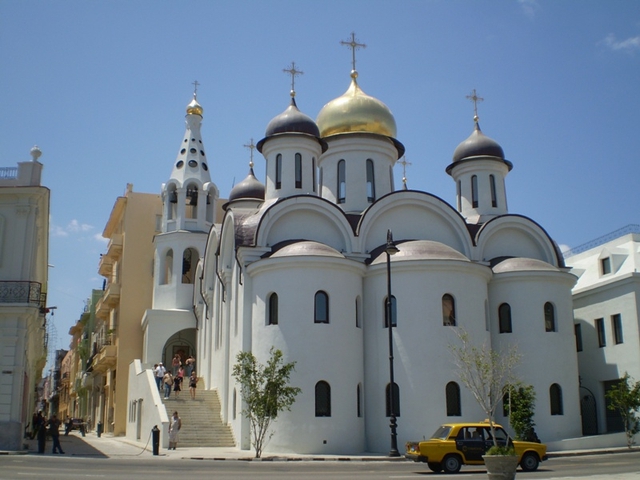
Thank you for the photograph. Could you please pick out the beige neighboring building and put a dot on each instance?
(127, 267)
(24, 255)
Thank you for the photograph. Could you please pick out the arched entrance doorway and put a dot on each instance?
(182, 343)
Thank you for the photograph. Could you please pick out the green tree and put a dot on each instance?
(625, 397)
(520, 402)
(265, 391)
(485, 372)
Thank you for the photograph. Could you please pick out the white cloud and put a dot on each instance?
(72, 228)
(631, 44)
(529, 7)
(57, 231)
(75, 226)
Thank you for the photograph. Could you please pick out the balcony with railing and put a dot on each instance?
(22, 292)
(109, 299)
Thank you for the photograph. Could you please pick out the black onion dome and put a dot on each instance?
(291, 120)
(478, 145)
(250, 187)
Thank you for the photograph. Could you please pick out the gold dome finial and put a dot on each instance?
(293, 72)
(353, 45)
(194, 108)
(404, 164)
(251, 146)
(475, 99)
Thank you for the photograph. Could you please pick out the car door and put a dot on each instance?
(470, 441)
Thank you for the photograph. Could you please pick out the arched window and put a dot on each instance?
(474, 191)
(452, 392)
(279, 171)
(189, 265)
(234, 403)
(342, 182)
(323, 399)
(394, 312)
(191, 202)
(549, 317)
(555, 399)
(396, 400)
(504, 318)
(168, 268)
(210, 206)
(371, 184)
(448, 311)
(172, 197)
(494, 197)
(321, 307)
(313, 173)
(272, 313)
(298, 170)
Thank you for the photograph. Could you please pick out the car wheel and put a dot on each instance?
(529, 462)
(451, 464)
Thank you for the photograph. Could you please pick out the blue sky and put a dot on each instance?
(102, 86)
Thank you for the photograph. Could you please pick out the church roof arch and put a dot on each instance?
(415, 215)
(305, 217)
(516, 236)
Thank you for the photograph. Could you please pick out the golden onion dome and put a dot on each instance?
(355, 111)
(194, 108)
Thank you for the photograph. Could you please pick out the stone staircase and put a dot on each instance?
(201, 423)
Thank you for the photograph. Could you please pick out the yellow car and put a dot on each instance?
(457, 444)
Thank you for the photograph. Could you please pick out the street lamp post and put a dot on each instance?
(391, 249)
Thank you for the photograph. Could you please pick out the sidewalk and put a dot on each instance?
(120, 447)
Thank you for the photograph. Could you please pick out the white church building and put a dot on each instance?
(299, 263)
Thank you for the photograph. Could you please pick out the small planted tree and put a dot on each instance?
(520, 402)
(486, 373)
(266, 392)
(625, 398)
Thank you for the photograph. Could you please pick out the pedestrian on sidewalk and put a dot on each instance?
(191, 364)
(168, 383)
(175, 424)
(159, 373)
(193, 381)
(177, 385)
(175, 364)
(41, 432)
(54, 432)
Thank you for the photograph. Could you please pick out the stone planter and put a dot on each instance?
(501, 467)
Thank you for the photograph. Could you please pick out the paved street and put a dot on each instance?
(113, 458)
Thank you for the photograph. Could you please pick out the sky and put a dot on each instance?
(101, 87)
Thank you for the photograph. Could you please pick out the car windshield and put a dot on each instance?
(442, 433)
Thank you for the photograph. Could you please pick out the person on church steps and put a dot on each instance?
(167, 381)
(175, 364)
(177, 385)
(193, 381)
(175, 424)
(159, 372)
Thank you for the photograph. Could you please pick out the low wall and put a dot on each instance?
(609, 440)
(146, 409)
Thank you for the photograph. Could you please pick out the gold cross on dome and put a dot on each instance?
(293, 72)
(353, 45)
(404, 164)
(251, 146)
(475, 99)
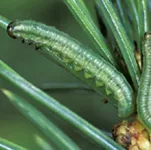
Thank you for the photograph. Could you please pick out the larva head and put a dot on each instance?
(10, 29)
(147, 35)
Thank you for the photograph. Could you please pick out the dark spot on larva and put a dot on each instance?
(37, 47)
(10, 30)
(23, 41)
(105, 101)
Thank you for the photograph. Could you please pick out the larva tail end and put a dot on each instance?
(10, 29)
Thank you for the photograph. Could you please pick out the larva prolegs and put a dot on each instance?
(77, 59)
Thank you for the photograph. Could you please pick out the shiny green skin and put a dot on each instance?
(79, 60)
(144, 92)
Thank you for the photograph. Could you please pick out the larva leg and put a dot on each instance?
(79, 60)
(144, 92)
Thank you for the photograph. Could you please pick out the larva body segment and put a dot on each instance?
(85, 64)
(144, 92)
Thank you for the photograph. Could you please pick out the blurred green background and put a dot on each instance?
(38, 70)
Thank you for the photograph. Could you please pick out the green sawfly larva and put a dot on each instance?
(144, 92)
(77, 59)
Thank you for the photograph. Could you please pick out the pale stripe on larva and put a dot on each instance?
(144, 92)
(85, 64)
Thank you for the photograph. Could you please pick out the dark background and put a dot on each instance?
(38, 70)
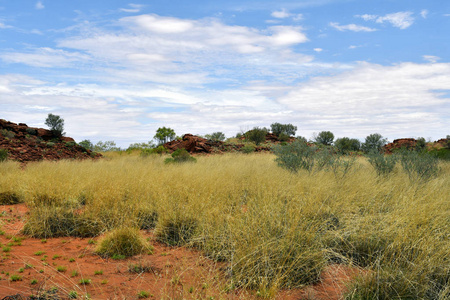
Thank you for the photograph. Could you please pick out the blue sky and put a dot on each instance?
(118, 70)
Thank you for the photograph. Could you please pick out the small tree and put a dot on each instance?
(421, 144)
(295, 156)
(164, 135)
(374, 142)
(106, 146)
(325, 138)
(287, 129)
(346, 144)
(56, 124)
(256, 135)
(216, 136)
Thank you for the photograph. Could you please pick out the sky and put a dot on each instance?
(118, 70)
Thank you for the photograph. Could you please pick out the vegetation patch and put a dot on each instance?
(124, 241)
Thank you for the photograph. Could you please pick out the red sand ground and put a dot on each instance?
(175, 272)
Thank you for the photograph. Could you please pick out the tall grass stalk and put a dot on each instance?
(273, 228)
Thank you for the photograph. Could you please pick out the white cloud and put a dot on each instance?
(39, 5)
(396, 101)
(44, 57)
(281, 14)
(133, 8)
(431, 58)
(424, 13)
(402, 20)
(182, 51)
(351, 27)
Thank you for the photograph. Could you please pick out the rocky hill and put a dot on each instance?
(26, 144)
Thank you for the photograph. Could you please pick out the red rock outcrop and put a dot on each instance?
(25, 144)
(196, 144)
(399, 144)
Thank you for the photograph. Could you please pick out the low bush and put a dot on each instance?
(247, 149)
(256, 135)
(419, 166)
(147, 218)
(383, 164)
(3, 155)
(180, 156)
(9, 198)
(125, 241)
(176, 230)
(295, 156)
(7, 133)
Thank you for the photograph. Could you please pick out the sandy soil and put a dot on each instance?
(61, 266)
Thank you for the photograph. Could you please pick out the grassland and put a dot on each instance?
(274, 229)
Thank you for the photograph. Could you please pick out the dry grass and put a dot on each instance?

TASK PROMPT => Swap "put a dot" for "place a marker" everywhere it occurs in the items above, keeping every other word and line unchanged. Leave the pictures out of your answer.

OUTPUT OF THE TASK =>
Thank you for the photograph. Could you please pick out the beige neighboring building and place a marker on each instance?
(127, 267)
(24, 255)
Thank you for the photograph. Could you please pick out the arched entrance doorway and place a marker on each instance?
(182, 343)
Thank you for the photograph. Could you please pick out the green tree and place a marker on each instance?
(625, 397)
(520, 402)
(265, 391)
(485, 372)
Thank you for the photograph. Could you please pick out the white cloud and place a marker on each instance?
(72, 228)
(631, 44)
(529, 7)
(57, 231)
(75, 226)
Thank you for the photograph. Could you please pick out the balcony with railing and place a marker on each instance?
(22, 292)
(109, 299)
Thank you for the photograph. Could you please pick out the black onion dome and place a marker on each instance?
(291, 120)
(478, 145)
(250, 187)
Thank you for the photograph. Could you please pick out the gold dome finial and place a marker on each instance?
(293, 72)
(353, 45)
(194, 108)
(404, 164)
(251, 146)
(475, 99)
Thank you for the photograph. Could you please pick out the car door and place a marker on each instance?
(470, 441)
Thank you for the photograph. Could you please pick out the arched window and place a marker on each instance?
(474, 191)
(452, 392)
(279, 171)
(189, 265)
(234, 403)
(342, 182)
(323, 399)
(394, 312)
(191, 202)
(549, 317)
(555, 399)
(396, 400)
(504, 318)
(168, 268)
(210, 206)
(371, 184)
(448, 311)
(172, 197)
(494, 197)
(321, 307)
(313, 173)
(272, 313)
(298, 170)
Thank you for the photograph. Could you please pick out the car wheel and place a marker on each instance?
(529, 462)
(451, 464)
Thank you for the photograph. Could you please pick out the blue sky and place a marker on each instance?
(102, 86)
Thank you for the photograph. Could you please pick out the church roof arch and place a marker on each instance?
(415, 215)
(305, 217)
(516, 236)
Thank you for the photograph. Could you please pick out the golden onion dome and place a marker on each instance?
(355, 111)
(194, 108)
Thank you for the photograph. Could you please pick out the stone staircase and place a marker on each instance?
(201, 423)
Thank you for the photograph. Could you please pick out the yellow car and place a marker on each instance?
(457, 444)
Thank you for the photograph. Could you please pick out the street lamp post and place a marker on each instance?
(391, 249)
Thank you for the photograph. Could you please pick out the sidewalk and place a marker on each instance?
(120, 447)
Thank you for the photograph. Could you please pick out the white church building and place a marker on each instance?
(299, 263)
Thank you for the photograph. Could you please pick out the small planted tree and place a marker on each instance?
(520, 402)
(486, 373)
(266, 392)
(625, 398)
Thank you for the photograph. Could you please pick out the pedestrian on sidewalk and place a marker on each instance?
(191, 364)
(168, 383)
(175, 424)
(159, 373)
(193, 381)
(177, 385)
(175, 364)
(41, 432)
(54, 432)
Thank you for the photograph. Could you please pick out the stone planter and place a marker on each instance?
(501, 467)
Thank you for the photograph. Could you please pick out the paved street and place a marker on each instance?
(113, 458)
Thank you for the photograph. Could you please pick out the sky and place a marker on each instance?
(101, 87)
Thank you for the photograph. Could you please pick out the car windshield and place a marker on each instance?
(442, 433)
Thank you for the photograph. Could you please pick out the person on church steps and place a marker on each instance?
(167, 381)
(175, 364)
(177, 385)
(193, 381)
(175, 424)
(159, 372)
Thank you for the photograph. Could you please pick out the low wall and place a marker on each instance?
(609, 440)
(146, 409)
Thank you for the photograph. Could you please pick out the gold cross on dome and place a marker on each instance?
(293, 72)
(353, 45)
(404, 164)
(251, 146)
(475, 99)
Thank you for the photograph. Could you please pick out the larva head and place a marker on each instance?
(10, 29)
(147, 35)
Thank you for the photograph. Could you please pick out the dark spot on larva and place a marker on each instance?
(37, 47)
(10, 30)
(23, 41)
(105, 101)
Thank you for the photograph. Could you please pick out the larva tail end and place a marker on each instance?
(10, 29)
Thank you for the photograph. Could you please pick out the larva prolegs and place a marker on each instance?
(77, 59)
Thank you for the photograph. Could you please pick out the shiny green skin and place a marker on each instance?
(79, 60)
(144, 92)
Thank you for the photograph. Could you please pick out the larva leg and place a marker on each instance?
(79, 60)
(144, 92)
Thank you for the photograph. Could you please pick out the larva body segment and place a marker on each instance?
(85, 64)
(144, 92)
Thank you for the photograph. Could you please pick out the blurred green background and place a marker on each instance?
(38, 70)
Thank you for the photograph. Could you please pick out the green sawfly larva and place a marker on each instance?
(144, 92)
(77, 59)
Thank you for the photograph. Could you please pick out the pale stripe on larva and place a marker on each instance?
(144, 92)
(85, 64)
Thank you for the photograph. Could you please pick out the dark background and place a marker on each instance?
(38, 70)
Thank you for the photograph. Could you please pick out the blue sky and place a marker on each instance?
(118, 70)
Thank you for the photograph. Could you please pick out the small tree and place a marker on each instance?
(421, 144)
(295, 156)
(164, 135)
(374, 142)
(106, 146)
(325, 138)
(287, 129)
(346, 144)
(56, 124)
(256, 135)
(216, 136)
Thank you for the photograph. Could you please pick out the sky and place a marker on each instance?
(118, 70)
Thank you for the photograph. Could you please pick out the vegetation patch and place a marker on each instance?
(124, 241)
Thank you for the photograph. Could you please pick out the red sand ground and place a marker on each instance?
(175, 272)
Thank you for the photograph. Could you please pick out the tall grass stalk and place a marker on each instance?
(273, 228)
Thank you for the photograph. Could you please pick out the white cloud and place a marker on each instance?
(39, 5)
(396, 101)
(44, 57)
(281, 14)
(133, 8)
(431, 58)
(424, 13)
(402, 20)
(182, 51)
(351, 27)
Thank you for the photograph. Could you please pick out the rocky hill and place a marker on each instance?
(26, 144)
Thank you for the photograph. Could you please pick out the red rock outcrop and place a marker on each instance?
(25, 144)
(196, 144)
(399, 144)
Thank you for the photograph. Could you please pick out the low bush and place a marker on each instance?
(247, 149)
(256, 135)
(419, 166)
(147, 218)
(383, 164)
(3, 155)
(180, 156)
(9, 198)
(125, 241)
(176, 230)
(295, 156)
(7, 133)
Thank you for the photograph. Could you please pick out the sandy soil and place a marker on each instance?
(61, 266)
Thank you for the photograph. Could you please pick out the grassland and place a marker on each instance?
(274, 229)
Thank you for the photograph. Could you please pick out the dry grass and place a marker on each instance?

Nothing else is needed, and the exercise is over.